[ACTIVITIES]
A: Translate this sentence from the text on Hokusai's The great wave into Spanish: "Hokusai was at a difficult time in his life when he composed the series."
B: Reproduce the stretch of the text on Hokusai's The great wave from "The great wave off" through "in this seascape.".
C: Carry on the text on Hokusai's The great wave, starting after its last sentence.

[EXCERPT TO READ]
——————————
The great wave off Kanagawa is one of a beautiful series of views of Mount Fuji printed from woodcuts. The set, originally published in 1831–33, is entitled Fugaku Sanjurokkei, meaning ‘Thirty-six views of Fuji’, although in the end Hokusai made 46 views from different viewpoints, mainly from present-day metropolitan Tokyo but some from as far out as Nagano and Aichi. In this, the most world-famous of the series,9 we see Fuji through the waves from a viewpoint offshore, together with several boats battling the waves; we may suppose that we are viewing the scene from a similar boat, or else are looking through a telescope. The artificial pigment Prussian blue was then newly available in Japan, and Hokusai took full advantage throughout the series of the possibilities it afforded,10,11 as is particularly apparent in this seascape.

In fact, the whole ‘Thirty-six views’ series is full of new ideas and original insights, and Hokusai's concept inspired European artists such as Monet to produce series of works on a single theme. Hokusai was at a difficult time in his life when he composed the series. He had already been through a succession of personal and family adversities in the 1820s, while he was in his sixties, when in the latter half of the decade misfortune piled upon misfortune: in 1826 he was, it seems, in pecuniary difficulties; in 1827 he suffered a medical problem that may have been a stroke; in 1828 his wife died; and in 1829 he was obliged to rescue his grandson financially. This must have reduced him to poverty and in 1830 he sent the grandson off with his father, Hokusai's son-in-law, to the country.8 Unfortunately this did not solve the problems: difficulties with the grandson and their financial repercussions continued during the period when he must have been working on the ‘Thirty-six views’ series and persisted to 1833–34. Throughout these tribulations—by which point, moreover, he was about 70 years old—he produced magnificent work, its acme being The great wave. The ukiyo-e movement depicted a ‘floating world’ (ukiyo) in which to forget about the misery of the real world (also ukiyo; the word is a pun exploiting the two meanings of uki: miserable or floating). Perhaps through his work Hokusai found salvation in his own particular floating world; the power and inventiveness of the work in the ‘Thirty-six views’ series may be ascribable to his hardships.
——————————
[MATERIAL PROVIDED]

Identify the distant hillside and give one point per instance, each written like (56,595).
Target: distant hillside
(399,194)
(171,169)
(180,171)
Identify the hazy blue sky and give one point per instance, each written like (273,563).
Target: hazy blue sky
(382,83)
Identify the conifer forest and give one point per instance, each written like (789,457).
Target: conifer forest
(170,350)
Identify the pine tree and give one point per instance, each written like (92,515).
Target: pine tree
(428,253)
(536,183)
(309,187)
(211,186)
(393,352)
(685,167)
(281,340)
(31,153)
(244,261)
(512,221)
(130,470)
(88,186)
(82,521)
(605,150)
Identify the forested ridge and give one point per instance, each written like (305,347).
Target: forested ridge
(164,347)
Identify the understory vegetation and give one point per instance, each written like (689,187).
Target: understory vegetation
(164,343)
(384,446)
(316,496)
——————————
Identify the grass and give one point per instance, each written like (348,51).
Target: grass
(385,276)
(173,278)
——————————
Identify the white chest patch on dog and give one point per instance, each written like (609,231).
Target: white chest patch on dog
——————————
[PER-TASK OUTPUTS]
A: Hokusai atravesaba un momento difícil de su vida cuando compuso la serie.

B:
The great wave off Kanagawa is one of a beautiful series of views of Mount Fuji printed from woodcuts. The set, originally published in 1831–33, is entitled Fugaku Sanjurokkei, meaning ‘Thirty-six views of Fuji’, although in the end Hokusai made 46 views from different viewpoints, mainly from present-day metropolitan Tokyo but some from as far out as Nagano and Aichi. In this, the most world-famous of the series,9 we see Fuji through the waves from a viewpoint offshore, together with several boats battling the waves; we may suppose that we are viewing the scene from a similar boat, or else are looking through a telescope. The artificial pigment Prussian blue was then newly available in Japan, and Hokusai took full advantage throughout the series of the possibilities it afforded,10,11 as is particularly apparent in this seascape.

C:
Here in The great wave Hokusai's caption in the cartouche states ‘within the wave off Kanagawa’, but it has become known in English as The great wave off Kanagawa, or some variant of this phrase; thus the first argument against the work's representing a tsunami is that he makes no mention of this idea in its title. He gives the place name as Kanagawa-oki—that is, off Kanagawa-minato—which was the port of Kanagawa adjacent to Kanagawa-juku, the once thriving Kanagawa coach station, now Higashi Kanagawa, near Yokohama railway station. Kanagawa is today subsumed in Yokohama, but in Hokusai's day the former was the more important place. The change came about two decades after The great wave was produced, when the United States forced the reopening of Japan to the world; Kanagawa was the port the Americans wished to be opened, but the Japanese government offered Yokohama, a small fishing village nearby, which soon grew to replace Kanagawa in both size and role. So Kanagawa-oki places the viewpoint off what is today Yokohama port, roughly 30 km south of Tokyo, from where we are looking in the image some 90 km west to Fuji.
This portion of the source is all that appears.